Looking at the records below, count how many lines contain the string "every". Give that number alone.

Information supplied:
::::::
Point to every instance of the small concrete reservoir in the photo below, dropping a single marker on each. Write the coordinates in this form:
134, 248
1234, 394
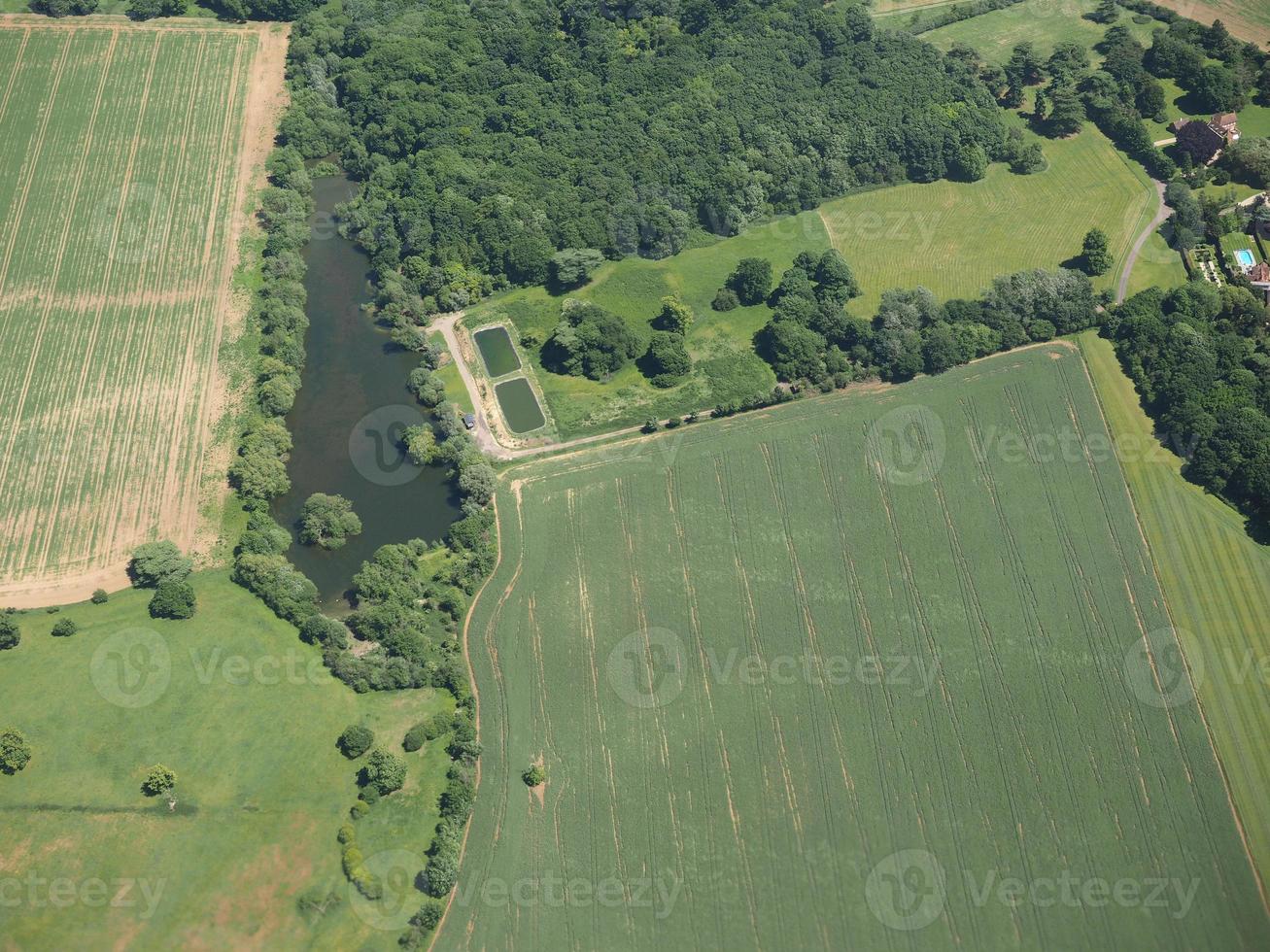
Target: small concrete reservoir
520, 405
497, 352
::::::
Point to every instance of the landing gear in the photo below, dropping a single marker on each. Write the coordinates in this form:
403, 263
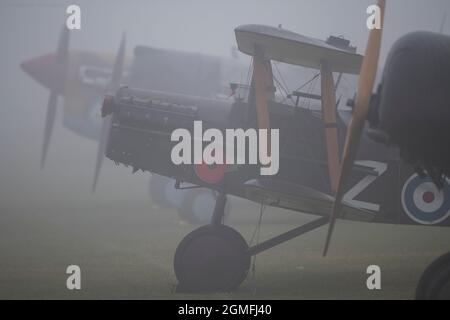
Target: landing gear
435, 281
::::::
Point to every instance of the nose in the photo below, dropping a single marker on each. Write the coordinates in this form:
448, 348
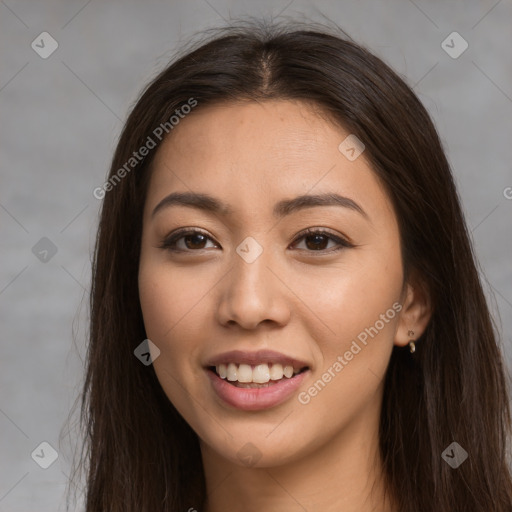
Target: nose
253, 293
::::::
Answer area: 3